__Text excerpt__:
District information
- Type: Public
- Motto: Excellence in Education
- Grades: PreK-12
- Established: 1963
- Superintendent: Dr. Joseph Centamore
- Asst. superintendent(s): Christina Poppe, Reza Kolahifar, Robert Hauser
- Schools: 10

Students and staff
- Students: 5,393 (2022-2023)
- District mascot: Thunderbirds
- Colors: Red and white

Other information
- Website: ccsdli.org

= Connetquot School District =

School district in the U.S. state of New York

The Connetquot Central School District of Islip is a school district located in the Town of Islip of Suffolk County, New York on the South Shore of Long Island. There is one preschool, seven elementary schools, two middle schools, and one senior high school.

The district includes the entirety of the community of Oakdale and almost all of Ronkonkoma and Bohemia, while it also serves parts of Islandia, Sayville, and West Sayville. Most parts of Sayville and West Sayville are zoned to the neighboring Sayville School District, and other portions of Islandia are served by the Hauppauge Union Free School District and the Central Islip Union Free School District.

==History==

=== Early history ===
In the early years of education in the area, Oakdale and Bohemia (both controlled by Connetquot today) were originally in the East Islip School District. This was the configuration until 1836, when Oakdale gained its own district. In the mid-to-late 19th century, the area that would eventually become the Connetquot Central School District was occupied by three districts; #11 Lakeland (founded in 1855), #14 Bohemia (founded in 1866), and #7 Oakdale (founded in 1836). Oakdale and Bohemia both came out of the East Islip district, and Ronkonkoma came from the old school district of Holbrook, which today is part of Sachem. The districts had just 16, 35, and 49 students respectively in 1883. Bohemia would grow continuously over the years, and absorbed part of Lakeland in 1866. The name was changed from Lakeland to Ronkonkoma in 1867. Many students in these early districts went to Sayville School District schools, including Sayville High School. Oakdale and Bohemia consolidated in 1918, becoming Oakdale-Bohemia, also known as Union Free School District #7.

=== Consolidation and contemporary history ===
In 1960, with continuing suburban growth, voters in the existing Oakdale-Bohemia and Ronkonkoma school districts voted to consolidate their two districts, which paved the way for construction of a high school and the modern Connetquot Central School District #7. The name of the district was derived from the Connetquot River.

In January 1962, the entire district was shuttered for a week due to an outbreak of scarlet fever.

In July 2007, the school district received national attention when two teenagers who attended Connetquot High School were arrested for planning an attack on the school mirroring that of Columbine. The plans, discovered in a notebook left in a Bohemia parking lot, reportedly included a hit list of students and staff and how to ignite explosives. One of the teenagers involved in the plot, Christopher Franko, was arrested again in June 2010 for planning a similar attack. The plan failed when Franko and another conspirator were denied the purchase of a shotgun, and turned over to Suffolk County Police.

The district closed all of its schools on October 29, 2012 and the following days as a result of Hurricane Sandy.

At the start of the 2018 school year, Oakdale-Bohemia Middle School faced widespread mold growth, leading to many parents' concern with their children's safety.

__Data listing__:

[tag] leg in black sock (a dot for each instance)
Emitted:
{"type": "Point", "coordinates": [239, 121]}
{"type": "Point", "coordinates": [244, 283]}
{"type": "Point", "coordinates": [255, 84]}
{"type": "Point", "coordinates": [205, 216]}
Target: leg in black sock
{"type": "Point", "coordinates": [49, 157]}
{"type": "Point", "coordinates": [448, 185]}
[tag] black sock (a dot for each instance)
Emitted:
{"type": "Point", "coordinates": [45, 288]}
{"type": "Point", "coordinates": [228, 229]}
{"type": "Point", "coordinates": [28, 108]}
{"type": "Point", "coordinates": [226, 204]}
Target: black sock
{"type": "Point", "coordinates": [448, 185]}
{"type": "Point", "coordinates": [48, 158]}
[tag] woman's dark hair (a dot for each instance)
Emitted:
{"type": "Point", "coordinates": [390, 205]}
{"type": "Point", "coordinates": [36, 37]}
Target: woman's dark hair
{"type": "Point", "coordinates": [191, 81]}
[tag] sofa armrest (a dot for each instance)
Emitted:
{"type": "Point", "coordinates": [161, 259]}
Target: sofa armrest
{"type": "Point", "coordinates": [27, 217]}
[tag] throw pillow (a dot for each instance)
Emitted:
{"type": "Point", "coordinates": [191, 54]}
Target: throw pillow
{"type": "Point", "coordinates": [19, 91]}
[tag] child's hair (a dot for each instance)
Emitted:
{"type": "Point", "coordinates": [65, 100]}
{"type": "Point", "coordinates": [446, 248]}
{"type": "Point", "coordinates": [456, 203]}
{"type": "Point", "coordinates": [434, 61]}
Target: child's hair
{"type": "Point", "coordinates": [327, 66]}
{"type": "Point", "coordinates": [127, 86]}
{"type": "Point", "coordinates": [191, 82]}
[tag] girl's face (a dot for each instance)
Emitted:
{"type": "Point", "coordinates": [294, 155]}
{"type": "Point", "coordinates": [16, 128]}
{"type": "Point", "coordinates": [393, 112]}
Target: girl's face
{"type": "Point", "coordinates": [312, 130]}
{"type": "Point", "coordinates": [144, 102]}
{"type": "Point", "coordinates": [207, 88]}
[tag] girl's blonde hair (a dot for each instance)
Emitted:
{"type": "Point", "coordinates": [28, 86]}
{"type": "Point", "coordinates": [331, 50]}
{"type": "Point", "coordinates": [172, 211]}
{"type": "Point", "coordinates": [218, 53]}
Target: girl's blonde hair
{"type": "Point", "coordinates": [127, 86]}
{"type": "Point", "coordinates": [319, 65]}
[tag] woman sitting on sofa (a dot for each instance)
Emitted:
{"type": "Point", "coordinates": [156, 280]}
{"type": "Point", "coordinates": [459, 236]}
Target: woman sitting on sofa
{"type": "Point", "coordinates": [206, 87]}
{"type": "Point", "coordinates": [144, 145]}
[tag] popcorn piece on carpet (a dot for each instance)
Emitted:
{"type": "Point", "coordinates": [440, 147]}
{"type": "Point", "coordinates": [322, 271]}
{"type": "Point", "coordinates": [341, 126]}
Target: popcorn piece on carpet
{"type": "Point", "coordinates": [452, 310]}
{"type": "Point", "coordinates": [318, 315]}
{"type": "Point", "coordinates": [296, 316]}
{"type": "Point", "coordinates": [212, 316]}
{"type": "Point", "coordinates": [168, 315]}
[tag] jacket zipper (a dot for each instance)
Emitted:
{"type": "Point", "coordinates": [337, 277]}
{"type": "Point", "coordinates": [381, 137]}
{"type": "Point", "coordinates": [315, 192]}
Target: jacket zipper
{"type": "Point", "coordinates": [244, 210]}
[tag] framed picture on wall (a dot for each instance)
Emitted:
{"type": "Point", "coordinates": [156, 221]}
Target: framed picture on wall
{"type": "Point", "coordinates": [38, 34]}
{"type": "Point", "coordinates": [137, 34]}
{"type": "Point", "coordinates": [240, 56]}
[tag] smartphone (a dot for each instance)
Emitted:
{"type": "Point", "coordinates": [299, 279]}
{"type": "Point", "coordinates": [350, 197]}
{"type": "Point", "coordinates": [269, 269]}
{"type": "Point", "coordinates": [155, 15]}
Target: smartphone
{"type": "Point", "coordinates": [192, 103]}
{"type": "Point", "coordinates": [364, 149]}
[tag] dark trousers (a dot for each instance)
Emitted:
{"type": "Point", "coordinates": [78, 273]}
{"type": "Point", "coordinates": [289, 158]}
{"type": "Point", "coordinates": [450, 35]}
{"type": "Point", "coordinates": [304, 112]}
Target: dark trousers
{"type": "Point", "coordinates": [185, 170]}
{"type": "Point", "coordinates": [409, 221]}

__Work order__: Recast the paragraph of the Connetquot School District text that begins "The district includes the entirety" as a brief bulleted list, keeping its main facts.

__Final answer__:
- Fully within the district: Oakdale
- Almost entirely within the district: Ronkonkoma and Bohemia
- Partly served by the district: Islandia, Sayville, and West Sayville
- Most of Sayville and West Sayville: zoned to the Sayville School District
- Other portions of Islandia: served by the Hauppauge Union Free School District and the Central Islip Union Free School District